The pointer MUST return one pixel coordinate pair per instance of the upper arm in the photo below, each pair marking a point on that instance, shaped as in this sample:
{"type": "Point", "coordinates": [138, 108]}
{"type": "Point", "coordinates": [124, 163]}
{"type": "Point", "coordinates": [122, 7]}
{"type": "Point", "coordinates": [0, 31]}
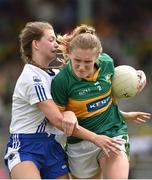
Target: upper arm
{"type": "Point", "coordinates": [51, 111]}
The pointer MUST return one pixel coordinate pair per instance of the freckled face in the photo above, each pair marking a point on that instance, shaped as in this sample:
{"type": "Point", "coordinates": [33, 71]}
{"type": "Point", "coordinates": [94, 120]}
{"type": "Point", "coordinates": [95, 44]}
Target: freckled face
{"type": "Point", "coordinates": [83, 61]}
{"type": "Point", "coordinates": [48, 44]}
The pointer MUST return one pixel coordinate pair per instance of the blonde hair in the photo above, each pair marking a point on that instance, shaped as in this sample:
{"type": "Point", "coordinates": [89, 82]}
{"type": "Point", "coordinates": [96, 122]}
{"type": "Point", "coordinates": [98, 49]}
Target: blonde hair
{"type": "Point", "coordinates": [31, 31]}
{"type": "Point", "coordinates": [83, 37]}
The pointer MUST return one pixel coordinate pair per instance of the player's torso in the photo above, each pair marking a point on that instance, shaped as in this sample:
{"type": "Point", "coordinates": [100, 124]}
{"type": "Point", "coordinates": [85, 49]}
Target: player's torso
{"type": "Point", "coordinates": [26, 117]}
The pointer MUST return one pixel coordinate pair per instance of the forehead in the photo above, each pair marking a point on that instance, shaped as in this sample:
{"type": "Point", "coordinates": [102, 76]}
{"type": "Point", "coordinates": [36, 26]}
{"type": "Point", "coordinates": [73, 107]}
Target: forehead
{"type": "Point", "coordinates": [84, 53]}
{"type": "Point", "coordinates": [49, 33]}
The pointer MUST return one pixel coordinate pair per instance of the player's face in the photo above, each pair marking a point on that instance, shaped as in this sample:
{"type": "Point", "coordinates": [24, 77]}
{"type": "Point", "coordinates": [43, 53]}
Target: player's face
{"type": "Point", "coordinates": [83, 61]}
{"type": "Point", "coordinates": [48, 44]}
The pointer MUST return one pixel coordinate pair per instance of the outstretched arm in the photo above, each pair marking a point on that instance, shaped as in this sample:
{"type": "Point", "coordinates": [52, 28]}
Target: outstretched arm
{"type": "Point", "coordinates": [66, 121]}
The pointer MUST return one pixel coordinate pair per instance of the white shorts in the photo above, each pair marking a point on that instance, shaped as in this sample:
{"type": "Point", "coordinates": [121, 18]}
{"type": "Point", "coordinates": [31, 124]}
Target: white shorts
{"type": "Point", "coordinates": [83, 157]}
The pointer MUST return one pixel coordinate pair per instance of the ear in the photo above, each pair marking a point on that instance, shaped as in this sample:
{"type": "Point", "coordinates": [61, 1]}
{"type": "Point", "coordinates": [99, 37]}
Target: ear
{"type": "Point", "coordinates": [35, 44]}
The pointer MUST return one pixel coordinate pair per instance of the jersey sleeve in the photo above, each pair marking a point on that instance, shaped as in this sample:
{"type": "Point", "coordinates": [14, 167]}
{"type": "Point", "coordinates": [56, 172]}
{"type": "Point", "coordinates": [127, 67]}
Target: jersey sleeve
{"type": "Point", "coordinates": [33, 89]}
{"type": "Point", "coordinates": [59, 89]}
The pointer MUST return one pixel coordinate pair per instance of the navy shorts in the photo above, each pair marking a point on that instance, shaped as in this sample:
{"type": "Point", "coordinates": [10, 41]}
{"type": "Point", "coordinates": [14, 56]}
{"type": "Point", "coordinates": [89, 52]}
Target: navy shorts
{"type": "Point", "coordinates": [42, 149]}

Exercise. Line by line, write out the records above exactly, skipping the pictures.

Result.
The pointer MUST return one pixel coordinate pair per instance of the upper arm in the photo below, each pair marking a point on that instance, shaped as in this sample:
{"type": "Point", "coordinates": [138, 108]}
{"type": "Point", "coordinates": [124, 163]}
{"type": "Point", "coordinates": [122, 7]}
{"type": "Point", "coordinates": [0, 31]}
Target: upper arm
{"type": "Point", "coordinates": [51, 111]}
The pointer MUST return one pixel coordinate pair per instance of the freckled face in the photo above, each pair marking a point on that instance, shaped as in this sample:
{"type": "Point", "coordinates": [33, 71]}
{"type": "Point", "coordinates": [94, 120]}
{"type": "Point", "coordinates": [95, 44]}
Target: freckled face
{"type": "Point", "coordinates": [83, 61]}
{"type": "Point", "coordinates": [48, 44]}
The pointer MUST return one pixel coordinate pair per instance of the blonde hair in the photo above, each pair marking a point on that instance, shaped as in this sample:
{"type": "Point", "coordinates": [89, 82]}
{"type": "Point", "coordinates": [96, 122]}
{"type": "Point", "coordinates": [98, 49]}
Target: blonde hair
{"type": "Point", "coordinates": [31, 31]}
{"type": "Point", "coordinates": [83, 37]}
The pointer MUST return one pixel coordinate pair per instance of the player's torso in the photo above, each pair marking a point on that instance, shaped as in this sample:
{"type": "Point", "coordinates": [100, 124]}
{"type": "Point", "coordinates": [85, 49]}
Target: player's torso
{"type": "Point", "coordinates": [26, 117]}
The pointer MUST return one pixel coordinate pair per instance of the forehead in the photo above, each pair marking a point on that instance, shaped as in this sample:
{"type": "Point", "coordinates": [102, 76]}
{"type": "Point", "coordinates": [36, 26]}
{"type": "Point", "coordinates": [73, 107]}
Target: forehead
{"type": "Point", "coordinates": [84, 53]}
{"type": "Point", "coordinates": [49, 33]}
The pointer MUST return one pixel coordinate pair per instance of the player's face in the photo above, each pair marking a point on that instance, shaped as in this sample:
{"type": "Point", "coordinates": [24, 77]}
{"type": "Point", "coordinates": [43, 53]}
Target: player's face
{"type": "Point", "coordinates": [83, 61]}
{"type": "Point", "coordinates": [48, 44]}
The pointer MUST return one pixel coordinate pair per instance of the outstretched arm in the photo above, each pair marking a point on that instance, shaped as in this sample:
{"type": "Point", "coordinates": [52, 28]}
Target: outstretched arm
{"type": "Point", "coordinates": [66, 121]}
The pointer MUST return one pixel coordinate pair per instance of the white shorts in the photo above, each pair marking a point on that instance, shaped as in this sample:
{"type": "Point", "coordinates": [121, 18]}
{"type": "Point", "coordinates": [31, 124]}
Target: white shorts
{"type": "Point", "coordinates": [83, 157]}
The pointer MUST return one pixel coordinate pair per instance of the ear in the photo above, each pair marking a point on that instance, shaped as in this sample:
{"type": "Point", "coordinates": [61, 1]}
{"type": "Point", "coordinates": [99, 37]}
Target: ear
{"type": "Point", "coordinates": [35, 44]}
The pointer MUST return one pixel coordinate pair per instance of the jersey sleeve in the photo above, each pair marking a point on that instance, shaped as in this sample:
{"type": "Point", "coordinates": [14, 167]}
{"type": "Point", "coordinates": [56, 172]}
{"type": "Point", "coordinates": [127, 67]}
Target: jersey sleeve
{"type": "Point", "coordinates": [33, 89]}
{"type": "Point", "coordinates": [59, 89]}
The pointer MUST return one pixel coordinate pair per instance of the navy shorts in the photo above, each pair marking a point on that instance, shaped as in this sample:
{"type": "Point", "coordinates": [10, 41]}
{"type": "Point", "coordinates": [14, 56]}
{"type": "Point", "coordinates": [89, 52]}
Target: navy shorts
{"type": "Point", "coordinates": [42, 149]}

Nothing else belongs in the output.